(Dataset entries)

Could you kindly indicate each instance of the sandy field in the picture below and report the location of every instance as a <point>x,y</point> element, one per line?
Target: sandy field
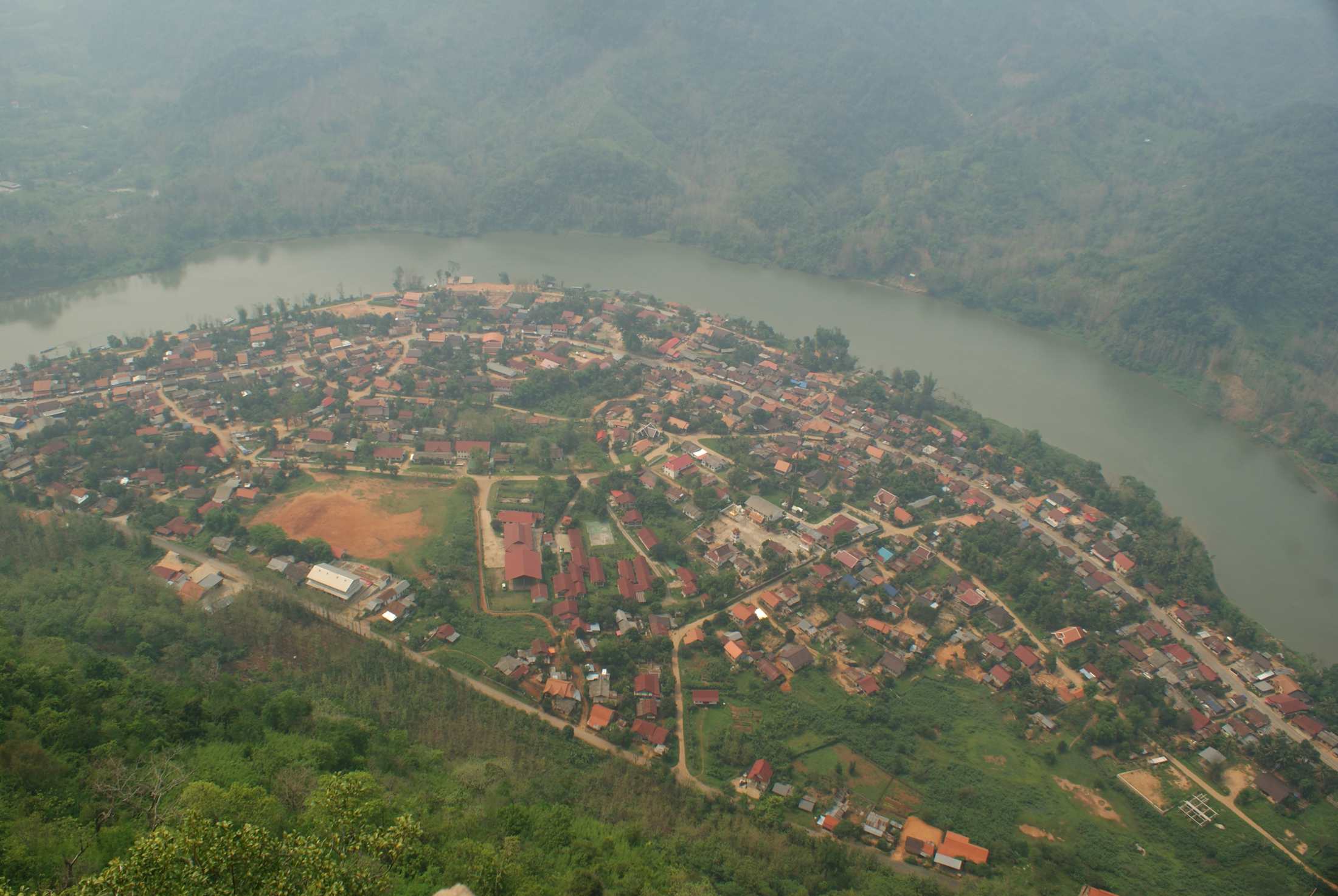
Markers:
<point>350,514</point>
<point>1036,833</point>
<point>921,831</point>
<point>1236,779</point>
<point>1147,785</point>
<point>1094,803</point>
<point>358,309</point>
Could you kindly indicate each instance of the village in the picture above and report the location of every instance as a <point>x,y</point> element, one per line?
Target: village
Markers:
<point>708,547</point>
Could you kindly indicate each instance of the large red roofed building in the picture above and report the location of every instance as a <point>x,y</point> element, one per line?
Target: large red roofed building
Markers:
<point>760,773</point>
<point>679,466</point>
<point>524,566</point>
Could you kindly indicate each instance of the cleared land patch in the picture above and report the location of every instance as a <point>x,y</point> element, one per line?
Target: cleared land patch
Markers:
<point>1096,804</point>
<point>369,518</point>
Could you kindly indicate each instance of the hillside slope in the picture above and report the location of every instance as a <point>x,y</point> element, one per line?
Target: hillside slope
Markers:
<point>1156,177</point>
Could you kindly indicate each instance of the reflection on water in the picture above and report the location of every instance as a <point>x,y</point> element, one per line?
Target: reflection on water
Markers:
<point>1272,538</point>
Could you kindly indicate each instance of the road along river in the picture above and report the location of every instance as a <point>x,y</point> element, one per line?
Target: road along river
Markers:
<point>1273,541</point>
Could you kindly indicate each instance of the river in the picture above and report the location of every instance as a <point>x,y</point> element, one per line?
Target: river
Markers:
<point>1273,541</point>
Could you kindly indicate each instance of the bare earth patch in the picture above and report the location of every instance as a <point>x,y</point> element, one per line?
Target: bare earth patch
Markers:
<point>922,831</point>
<point>350,515</point>
<point>1147,785</point>
<point>1094,803</point>
<point>951,653</point>
<point>1238,400</point>
<point>1236,780</point>
<point>1036,833</point>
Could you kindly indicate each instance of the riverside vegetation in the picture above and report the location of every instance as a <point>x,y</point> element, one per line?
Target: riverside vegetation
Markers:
<point>1147,176</point>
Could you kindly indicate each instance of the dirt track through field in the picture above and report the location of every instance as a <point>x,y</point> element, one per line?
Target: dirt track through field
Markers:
<point>350,515</point>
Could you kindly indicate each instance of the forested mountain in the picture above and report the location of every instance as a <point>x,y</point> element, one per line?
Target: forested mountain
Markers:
<point>1158,177</point>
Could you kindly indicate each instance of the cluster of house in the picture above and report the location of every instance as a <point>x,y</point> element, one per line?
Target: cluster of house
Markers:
<point>199,583</point>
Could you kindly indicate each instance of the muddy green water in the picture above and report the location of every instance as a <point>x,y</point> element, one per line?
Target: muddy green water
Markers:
<point>1274,542</point>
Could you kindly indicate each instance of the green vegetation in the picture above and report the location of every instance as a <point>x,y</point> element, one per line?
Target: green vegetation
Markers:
<point>260,751</point>
<point>1116,170</point>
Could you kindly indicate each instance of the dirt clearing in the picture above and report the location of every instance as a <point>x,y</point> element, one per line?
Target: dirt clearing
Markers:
<point>1148,787</point>
<point>356,515</point>
<point>1095,804</point>
<point>922,831</point>
<point>949,655</point>
<point>1236,780</point>
<point>1036,833</point>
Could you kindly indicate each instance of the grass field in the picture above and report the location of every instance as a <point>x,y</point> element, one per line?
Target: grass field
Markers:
<point>373,518</point>
<point>490,638</point>
<point>828,768</point>
<point>864,650</point>
<point>955,755</point>
<point>1313,831</point>
<point>510,494</point>
<point>701,728</point>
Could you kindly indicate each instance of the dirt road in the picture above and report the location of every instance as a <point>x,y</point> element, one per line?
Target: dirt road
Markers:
<point>680,771</point>
<point>1232,807</point>
<point>362,629</point>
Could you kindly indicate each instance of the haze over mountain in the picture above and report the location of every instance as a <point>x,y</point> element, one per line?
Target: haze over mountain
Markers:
<point>1156,177</point>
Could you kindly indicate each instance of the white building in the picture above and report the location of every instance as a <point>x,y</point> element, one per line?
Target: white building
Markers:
<point>331,580</point>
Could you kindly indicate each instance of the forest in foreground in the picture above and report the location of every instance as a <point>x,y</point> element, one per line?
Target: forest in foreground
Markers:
<point>1153,177</point>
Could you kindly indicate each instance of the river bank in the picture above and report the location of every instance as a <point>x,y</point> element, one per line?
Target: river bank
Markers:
<point>1317,475</point>
<point>1270,535</point>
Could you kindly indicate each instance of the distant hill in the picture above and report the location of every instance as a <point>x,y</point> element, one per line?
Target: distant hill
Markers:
<point>1158,177</point>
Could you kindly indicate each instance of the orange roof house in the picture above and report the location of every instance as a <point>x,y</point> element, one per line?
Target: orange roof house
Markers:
<point>600,718</point>
<point>1068,636</point>
<point>961,847</point>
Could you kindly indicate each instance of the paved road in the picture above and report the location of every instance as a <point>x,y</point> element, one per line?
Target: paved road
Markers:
<point>680,771</point>
<point>364,630</point>
<point>1205,656</point>
<point>1232,807</point>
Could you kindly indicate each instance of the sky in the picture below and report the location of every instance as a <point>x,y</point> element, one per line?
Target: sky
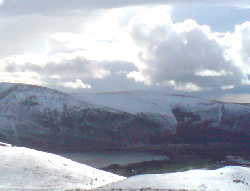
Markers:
<point>194,47</point>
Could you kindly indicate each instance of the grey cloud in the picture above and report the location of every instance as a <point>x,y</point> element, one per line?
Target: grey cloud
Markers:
<point>179,57</point>
<point>23,7</point>
<point>19,35</point>
<point>80,68</point>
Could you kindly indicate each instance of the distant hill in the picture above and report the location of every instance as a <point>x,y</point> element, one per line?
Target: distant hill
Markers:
<point>47,119</point>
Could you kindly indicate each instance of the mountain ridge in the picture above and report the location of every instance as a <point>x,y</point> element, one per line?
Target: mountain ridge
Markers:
<point>47,119</point>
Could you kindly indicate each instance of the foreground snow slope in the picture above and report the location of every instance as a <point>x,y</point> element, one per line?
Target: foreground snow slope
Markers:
<point>22,168</point>
<point>231,178</point>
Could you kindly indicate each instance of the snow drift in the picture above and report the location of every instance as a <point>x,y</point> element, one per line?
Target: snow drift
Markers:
<point>22,168</point>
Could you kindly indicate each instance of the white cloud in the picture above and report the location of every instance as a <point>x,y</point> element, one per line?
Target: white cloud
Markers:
<point>76,85</point>
<point>186,55</point>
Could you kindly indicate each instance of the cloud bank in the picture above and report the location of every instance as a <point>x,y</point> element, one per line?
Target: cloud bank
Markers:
<point>123,47</point>
<point>185,55</point>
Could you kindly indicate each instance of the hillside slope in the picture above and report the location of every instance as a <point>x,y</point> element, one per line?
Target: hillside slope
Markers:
<point>27,169</point>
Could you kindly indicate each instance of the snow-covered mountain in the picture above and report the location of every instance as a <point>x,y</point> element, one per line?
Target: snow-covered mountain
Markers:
<point>42,118</point>
<point>188,118</point>
<point>28,169</point>
<point>39,117</point>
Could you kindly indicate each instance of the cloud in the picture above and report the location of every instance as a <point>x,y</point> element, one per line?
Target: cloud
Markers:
<point>76,85</point>
<point>186,55</point>
<point>47,7</point>
<point>65,72</point>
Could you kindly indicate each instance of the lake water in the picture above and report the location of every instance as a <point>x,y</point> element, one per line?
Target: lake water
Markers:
<point>99,159</point>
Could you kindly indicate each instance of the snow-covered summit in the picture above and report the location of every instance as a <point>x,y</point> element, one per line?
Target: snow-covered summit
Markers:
<point>27,169</point>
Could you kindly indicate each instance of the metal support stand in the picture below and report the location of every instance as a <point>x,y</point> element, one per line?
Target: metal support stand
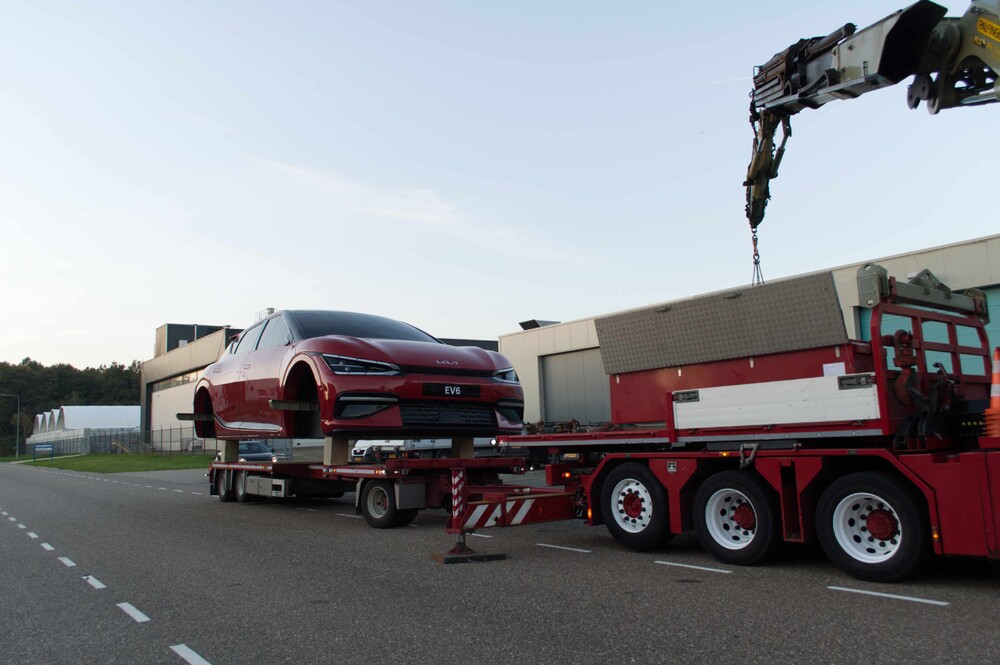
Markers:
<point>462,553</point>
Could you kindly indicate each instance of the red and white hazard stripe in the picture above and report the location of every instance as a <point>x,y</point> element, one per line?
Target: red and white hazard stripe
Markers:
<point>457,497</point>
<point>510,513</point>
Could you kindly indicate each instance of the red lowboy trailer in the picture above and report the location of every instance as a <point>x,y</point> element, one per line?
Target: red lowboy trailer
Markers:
<point>883,451</point>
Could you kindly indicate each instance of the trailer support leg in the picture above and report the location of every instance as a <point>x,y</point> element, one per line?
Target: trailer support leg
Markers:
<point>335,450</point>
<point>230,451</point>
<point>462,553</point>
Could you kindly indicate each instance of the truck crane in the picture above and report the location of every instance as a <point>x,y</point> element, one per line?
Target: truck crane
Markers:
<point>953,62</point>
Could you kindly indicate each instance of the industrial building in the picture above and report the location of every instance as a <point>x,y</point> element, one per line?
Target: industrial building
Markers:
<point>565,376</point>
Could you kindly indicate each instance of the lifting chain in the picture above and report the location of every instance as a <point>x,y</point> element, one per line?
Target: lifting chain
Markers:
<point>758,276</point>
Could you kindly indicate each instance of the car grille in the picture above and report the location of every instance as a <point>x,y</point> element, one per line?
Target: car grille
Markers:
<point>447,414</point>
<point>446,371</point>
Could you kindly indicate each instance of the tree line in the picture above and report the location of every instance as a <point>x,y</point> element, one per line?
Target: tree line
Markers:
<point>44,388</point>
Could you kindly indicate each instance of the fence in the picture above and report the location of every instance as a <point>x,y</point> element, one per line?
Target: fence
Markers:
<point>169,441</point>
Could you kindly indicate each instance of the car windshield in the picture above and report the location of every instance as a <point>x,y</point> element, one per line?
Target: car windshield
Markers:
<point>368,326</point>
<point>253,447</point>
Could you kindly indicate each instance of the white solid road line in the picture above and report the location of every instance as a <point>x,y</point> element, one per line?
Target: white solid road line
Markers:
<point>130,610</point>
<point>567,549</point>
<point>912,599</point>
<point>94,582</point>
<point>688,565</point>
<point>185,652</point>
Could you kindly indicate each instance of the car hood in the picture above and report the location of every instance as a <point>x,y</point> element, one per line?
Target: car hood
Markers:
<point>440,357</point>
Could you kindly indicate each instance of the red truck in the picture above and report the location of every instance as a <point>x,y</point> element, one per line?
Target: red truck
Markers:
<point>879,450</point>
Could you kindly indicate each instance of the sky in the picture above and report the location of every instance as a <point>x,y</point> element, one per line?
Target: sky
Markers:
<point>462,166</point>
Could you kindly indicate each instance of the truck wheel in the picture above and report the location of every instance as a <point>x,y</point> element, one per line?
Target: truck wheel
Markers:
<point>404,517</point>
<point>241,488</point>
<point>635,507</point>
<point>378,504</point>
<point>223,487</point>
<point>873,527</point>
<point>736,518</point>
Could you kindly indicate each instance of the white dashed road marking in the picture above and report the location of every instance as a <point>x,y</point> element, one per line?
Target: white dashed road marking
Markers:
<point>185,652</point>
<point>688,565</point>
<point>567,549</point>
<point>893,596</point>
<point>130,610</point>
<point>94,582</point>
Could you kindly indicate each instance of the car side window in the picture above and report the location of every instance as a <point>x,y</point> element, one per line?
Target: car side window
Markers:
<point>275,334</point>
<point>249,339</point>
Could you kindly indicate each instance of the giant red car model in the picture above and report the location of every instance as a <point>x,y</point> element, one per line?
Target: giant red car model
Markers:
<point>310,373</point>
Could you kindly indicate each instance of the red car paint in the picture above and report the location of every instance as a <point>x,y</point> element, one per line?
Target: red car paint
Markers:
<point>281,384</point>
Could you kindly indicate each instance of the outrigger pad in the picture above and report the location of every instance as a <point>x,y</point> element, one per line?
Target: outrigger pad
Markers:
<point>462,554</point>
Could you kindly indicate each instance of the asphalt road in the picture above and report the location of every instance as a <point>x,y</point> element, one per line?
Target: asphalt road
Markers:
<point>147,568</point>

* _WHAT TO WORK ON_:
Say how many of the lines above include the string "bare", and give no other words.

* _SOLVED PROBLEM_:
2